_Work item_
Before anything else, copy every record below exactly as it stands.

_Data for processing_

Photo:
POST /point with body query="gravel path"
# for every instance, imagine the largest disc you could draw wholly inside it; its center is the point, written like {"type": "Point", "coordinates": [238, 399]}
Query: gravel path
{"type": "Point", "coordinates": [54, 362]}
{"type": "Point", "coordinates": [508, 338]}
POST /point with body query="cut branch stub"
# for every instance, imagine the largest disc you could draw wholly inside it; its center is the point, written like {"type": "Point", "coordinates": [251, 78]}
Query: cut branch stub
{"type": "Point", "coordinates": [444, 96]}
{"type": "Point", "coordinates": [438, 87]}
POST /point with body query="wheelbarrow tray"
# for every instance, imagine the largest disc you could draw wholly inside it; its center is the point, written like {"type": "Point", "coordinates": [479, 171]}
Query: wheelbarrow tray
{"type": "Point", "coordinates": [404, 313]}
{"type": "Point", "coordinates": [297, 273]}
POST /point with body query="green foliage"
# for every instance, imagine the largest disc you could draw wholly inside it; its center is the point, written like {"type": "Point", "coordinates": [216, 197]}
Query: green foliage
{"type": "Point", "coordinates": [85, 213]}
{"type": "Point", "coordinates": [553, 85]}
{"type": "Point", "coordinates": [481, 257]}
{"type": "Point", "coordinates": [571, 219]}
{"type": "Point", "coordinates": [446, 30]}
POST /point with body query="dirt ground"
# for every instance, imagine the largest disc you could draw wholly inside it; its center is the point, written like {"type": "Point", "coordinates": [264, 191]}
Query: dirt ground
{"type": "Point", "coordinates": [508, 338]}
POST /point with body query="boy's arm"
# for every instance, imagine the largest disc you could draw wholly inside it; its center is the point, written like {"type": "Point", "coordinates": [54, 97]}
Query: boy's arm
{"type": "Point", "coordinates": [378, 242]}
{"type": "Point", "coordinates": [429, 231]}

_Exercise result_
Photo:
POST /point with body query="gravel path"
# for every instance, imagine the largest disc you could draw wholly inside it; its center is the point, written like {"type": "Point", "coordinates": [238, 399]}
Query: gravel path
{"type": "Point", "coordinates": [54, 362]}
{"type": "Point", "coordinates": [508, 338]}
POST /point with body query="cut branch stub"
# for every instance, imagine the largest disc you could draw wholly inside it; its center is the point, written like {"type": "Point", "coordinates": [251, 78]}
Query: cut branch stub
{"type": "Point", "coordinates": [444, 96]}
{"type": "Point", "coordinates": [438, 87]}
POST /point with body query="wheelbarrow tray"
# for every instance, imagine the largest disc you could draw wholly inside it; its center is the point, written like {"type": "Point", "coordinates": [479, 171]}
Query: wheelbarrow tray
{"type": "Point", "coordinates": [404, 313]}
{"type": "Point", "coordinates": [297, 273]}
POST /point with body query="green foliage"
# for every instance, imagine the largest disc you could draw wholly inside it; its center is the point, written like {"type": "Point", "coordinates": [216, 197]}
Query: green foliage
{"type": "Point", "coordinates": [85, 213]}
{"type": "Point", "coordinates": [553, 85]}
{"type": "Point", "coordinates": [481, 257]}
{"type": "Point", "coordinates": [571, 219]}
{"type": "Point", "coordinates": [446, 30]}
POST /point with body query="dirt ground"
# for every instance, imagine the largest disc you could draw wholly inside it; its center is the point, written like {"type": "Point", "coordinates": [264, 191]}
Query: dirt ground
{"type": "Point", "coordinates": [508, 338]}
POST /point with body query="boy's arm"
# for every instance, imagine the largest disc you could draw wholly inside it; its center is the point, written like {"type": "Point", "coordinates": [54, 97]}
Query: boy's arm
{"type": "Point", "coordinates": [378, 242]}
{"type": "Point", "coordinates": [429, 231]}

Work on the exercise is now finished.